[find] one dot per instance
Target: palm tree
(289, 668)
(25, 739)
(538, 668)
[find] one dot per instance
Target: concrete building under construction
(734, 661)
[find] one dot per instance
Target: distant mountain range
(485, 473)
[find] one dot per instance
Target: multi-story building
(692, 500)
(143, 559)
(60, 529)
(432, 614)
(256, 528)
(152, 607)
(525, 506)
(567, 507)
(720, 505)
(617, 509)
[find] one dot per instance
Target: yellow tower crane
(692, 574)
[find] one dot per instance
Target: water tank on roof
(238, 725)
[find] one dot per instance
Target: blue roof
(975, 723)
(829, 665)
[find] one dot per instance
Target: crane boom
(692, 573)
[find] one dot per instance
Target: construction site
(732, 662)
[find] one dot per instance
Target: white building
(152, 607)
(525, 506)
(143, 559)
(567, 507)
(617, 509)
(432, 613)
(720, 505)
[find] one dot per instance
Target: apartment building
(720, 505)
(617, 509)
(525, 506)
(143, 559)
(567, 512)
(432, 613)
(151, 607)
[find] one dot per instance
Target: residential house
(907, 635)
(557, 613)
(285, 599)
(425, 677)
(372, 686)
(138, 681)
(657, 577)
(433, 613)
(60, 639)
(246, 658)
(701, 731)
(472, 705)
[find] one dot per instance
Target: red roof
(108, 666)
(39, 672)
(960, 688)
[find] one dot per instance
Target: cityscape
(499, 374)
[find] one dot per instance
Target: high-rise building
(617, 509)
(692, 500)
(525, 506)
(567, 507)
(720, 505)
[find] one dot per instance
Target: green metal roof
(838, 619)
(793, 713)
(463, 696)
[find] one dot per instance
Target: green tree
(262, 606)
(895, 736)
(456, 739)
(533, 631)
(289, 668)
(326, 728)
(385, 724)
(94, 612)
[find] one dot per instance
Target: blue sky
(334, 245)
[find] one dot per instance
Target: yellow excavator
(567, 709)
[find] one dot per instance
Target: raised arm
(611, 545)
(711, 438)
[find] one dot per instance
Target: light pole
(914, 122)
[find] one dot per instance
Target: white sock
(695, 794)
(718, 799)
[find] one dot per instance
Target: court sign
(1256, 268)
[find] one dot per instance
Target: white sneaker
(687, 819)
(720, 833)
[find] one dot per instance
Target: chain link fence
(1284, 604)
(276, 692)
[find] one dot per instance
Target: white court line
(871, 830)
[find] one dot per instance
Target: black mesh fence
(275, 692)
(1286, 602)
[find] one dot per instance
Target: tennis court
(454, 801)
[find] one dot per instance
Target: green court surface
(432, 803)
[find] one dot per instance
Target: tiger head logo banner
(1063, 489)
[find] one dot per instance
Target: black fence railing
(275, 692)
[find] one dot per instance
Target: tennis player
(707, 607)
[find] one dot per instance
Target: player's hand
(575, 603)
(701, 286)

•••

= Task statement =
Write out every entry above, word for word.

= Finished exercise =
[find] one dot per instance
Target: palm tree
(289, 668)
(25, 739)
(538, 668)
[find] one dot per instance
Target: concrete building under construction
(734, 661)
[find] one dot per instance
Target: distant mountain range
(485, 473)
[find] one dot per instance
Target: multi-story building
(692, 500)
(143, 559)
(60, 529)
(432, 614)
(256, 528)
(152, 607)
(525, 506)
(567, 507)
(720, 505)
(617, 509)
[find] one dot per instance
Target: yellow tower crane
(692, 574)
[find] one dot per instance
Target: water tank on roof
(238, 725)
[find] one dot per instance
Target: blue roof
(975, 723)
(829, 665)
[find] one dot per instance
Target: crane boom
(692, 573)
[find] one dot per instance
Target: construction site
(732, 662)
[find] one dot per instance
Target: white building
(152, 607)
(525, 506)
(143, 559)
(567, 507)
(617, 509)
(432, 613)
(720, 505)
[find] one dot per instance
Target: apartment building
(720, 505)
(617, 509)
(525, 506)
(143, 559)
(567, 512)
(432, 613)
(151, 607)
[find] one dot per instance
Target: residential house
(907, 635)
(557, 613)
(285, 599)
(425, 677)
(372, 686)
(138, 681)
(657, 577)
(433, 613)
(60, 639)
(246, 658)
(701, 731)
(472, 705)
[find] one dot per instance
Target: red roof
(108, 666)
(39, 672)
(960, 688)
[find] one dot per instance
Target: cityscape
(499, 374)
[find] one dot per instance
Target: high-rise building
(617, 509)
(692, 500)
(525, 506)
(567, 507)
(720, 505)
[find] one dot per instance
Target: green metal roof
(838, 619)
(793, 713)
(463, 696)
[find] one dot per instance
Target: green tree
(262, 606)
(895, 736)
(456, 739)
(533, 631)
(289, 668)
(326, 728)
(385, 724)
(94, 612)
[find] one dot per instance
Target: blue sky
(334, 245)
[find] one dot per instance
Target: yellow excavator
(567, 709)
[find] one dot per instance
Target: raised arm
(611, 545)
(711, 438)
[find] one dot per instance
Target: light pole
(914, 122)
[find] one dot per instance
Target: white sock
(695, 794)
(718, 799)
[find] one dot per instance
Target: court sign
(1256, 268)
[find] one dot per instance
Target: white sneaker
(687, 819)
(720, 833)
[find] one dot per instance
Target: chain link fence
(1284, 604)
(276, 692)
[find] one dot per instance
Target: white court line
(871, 830)
[find] one dot per instance
Target: black mesh fence
(275, 692)
(1286, 602)
[find] one dot per instance
Target: tennis court
(454, 801)
[find] one dot per instance
Target: green court surface
(432, 803)
[find] one dot per instance
Target: tiger head logo banner
(1063, 489)
[find] one dot per instance
Target: black fence railing
(275, 692)
[find] one dot per instance
Target: tennis player
(707, 607)
[find] one dot per instance
Target: player's hand
(575, 603)
(701, 286)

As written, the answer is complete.